(What this task involves) Write out the data exactly, keeping every line.

++++ Task data ++++

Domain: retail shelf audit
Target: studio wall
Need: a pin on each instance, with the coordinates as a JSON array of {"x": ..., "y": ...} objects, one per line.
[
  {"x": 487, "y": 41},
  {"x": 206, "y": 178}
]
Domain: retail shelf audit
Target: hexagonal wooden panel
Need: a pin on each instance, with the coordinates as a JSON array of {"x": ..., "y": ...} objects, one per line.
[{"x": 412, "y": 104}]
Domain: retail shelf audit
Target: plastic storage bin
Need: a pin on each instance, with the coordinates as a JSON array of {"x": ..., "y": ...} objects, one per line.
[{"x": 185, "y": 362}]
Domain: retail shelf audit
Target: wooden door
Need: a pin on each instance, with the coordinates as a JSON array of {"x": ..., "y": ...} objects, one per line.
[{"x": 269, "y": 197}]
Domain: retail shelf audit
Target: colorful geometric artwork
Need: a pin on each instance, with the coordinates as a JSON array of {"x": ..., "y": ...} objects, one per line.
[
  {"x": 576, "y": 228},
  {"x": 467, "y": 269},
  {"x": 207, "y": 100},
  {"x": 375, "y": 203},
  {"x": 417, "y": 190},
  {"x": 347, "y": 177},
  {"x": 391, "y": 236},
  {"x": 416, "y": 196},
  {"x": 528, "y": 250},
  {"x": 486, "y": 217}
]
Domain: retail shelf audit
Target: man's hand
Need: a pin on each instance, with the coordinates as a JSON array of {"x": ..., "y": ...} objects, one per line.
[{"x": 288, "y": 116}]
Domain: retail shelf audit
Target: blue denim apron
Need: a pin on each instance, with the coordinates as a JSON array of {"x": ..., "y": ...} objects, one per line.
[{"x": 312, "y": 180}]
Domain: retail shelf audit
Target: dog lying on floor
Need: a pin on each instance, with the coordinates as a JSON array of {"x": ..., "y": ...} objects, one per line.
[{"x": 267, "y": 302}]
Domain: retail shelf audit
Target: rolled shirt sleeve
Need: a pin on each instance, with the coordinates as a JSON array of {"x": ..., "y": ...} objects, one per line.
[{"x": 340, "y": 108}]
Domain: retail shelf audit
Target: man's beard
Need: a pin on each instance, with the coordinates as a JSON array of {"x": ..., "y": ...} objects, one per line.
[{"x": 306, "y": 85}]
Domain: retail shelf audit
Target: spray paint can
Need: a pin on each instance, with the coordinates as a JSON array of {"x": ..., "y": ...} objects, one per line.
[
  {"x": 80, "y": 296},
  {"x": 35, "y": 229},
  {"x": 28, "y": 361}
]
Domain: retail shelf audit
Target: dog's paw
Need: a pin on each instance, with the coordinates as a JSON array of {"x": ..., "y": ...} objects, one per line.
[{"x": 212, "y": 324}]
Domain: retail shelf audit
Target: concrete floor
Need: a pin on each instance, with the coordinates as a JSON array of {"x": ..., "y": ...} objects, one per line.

++++

(Answer)
Domain: retail shelf audit
Target: studio wall
Need: a pin on each instance, with the coordinates as a JSON array of {"x": ..., "y": ...} objects, one per line.
[
  {"x": 487, "y": 41},
  {"x": 206, "y": 178}
]
Domain: retail shelf audit
Target: hexagonal wooden panel
Need: a pin on each instance, with the coordinates as a JSON array of {"x": ..., "y": ...} objects, one per line.
[{"x": 412, "y": 104}]
Domain: retail shelf audit
Target: plastic storage bin
Need: a pin on each instance, with the coordinates as a JSON array of {"x": ..., "y": ...} objects, one per line.
[{"x": 185, "y": 362}]
Domain: retail shelf audit
Target: wooden door
Need: a pin on each instance, with the coordinates as a JSON array of {"x": ..., "y": ...} objects, one per line.
[{"x": 269, "y": 197}]
Domain: retail shelf audit
Target: colorful geometric artwork
Need: a pin on each instance, with the coordinates as a JSON array of {"x": ..., "y": ...} objects, one per line.
[
  {"x": 576, "y": 228},
  {"x": 467, "y": 269},
  {"x": 207, "y": 100},
  {"x": 375, "y": 203},
  {"x": 417, "y": 190},
  {"x": 347, "y": 177},
  {"x": 391, "y": 236},
  {"x": 416, "y": 196},
  {"x": 528, "y": 250},
  {"x": 486, "y": 217}
]
Domain: retail shelf audit
Target: man's hand
Need: a pin on each instance, with the coordinates as a JSON array of {"x": ..., "y": ...} objects, one per line.
[{"x": 288, "y": 116}]
Domain: retail shelf audit
Target: blue denim apron
Need: a pin on each instance, with the coordinates as a JSON array of {"x": ..., "y": ...} objects, one per line.
[{"x": 312, "y": 180}]
Domain: retail shelf audit
Target: dog lying on floor
Need: a pin on each instance, with the coordinates as a JSON array of {"x": ..., "y": ...} objects, one per line.
[{"x": 267, "y": 302}]
Domain: retail shelf audit
Target: rolled shirt sleeve
Need: a pin on each instance, with the coordinates as a JSON array of {"x": ..., "y": ...} objects, one per line.
[{"x": 340, "y": 108}]
Domain: retail shelf audit
Target: man's beard
Need: a pin on each instance, with the coordinates as a JSON array of {"x": ..., "y": ...} objects, one per line.
[{"x": 306, "y": 85}]
Domain: retail shelf audit
Target: spray paint can
Need: a pin on each instance, with the coordinates as a JSON array of {"x": ..., "y": ...} objects, one per line.
[
  {"x": 80, "y": 296},
  {"x": 35, "y": 229},
  {"x": 28, "y": 361}
]
Domain: retail shelf audit
Target: dog's paw
Need: a pin on each instance, with the coordinates as a JSON array of {"x": ..., "y": ...} objects, one per line.
[{"x": 212, "y": 324}]
Domain: retail shelf audit
Target: concrete floor
Need: a pin on each instance, with the coordinates as a JSON array of {"x": ..., "y": ...} objects, one per line.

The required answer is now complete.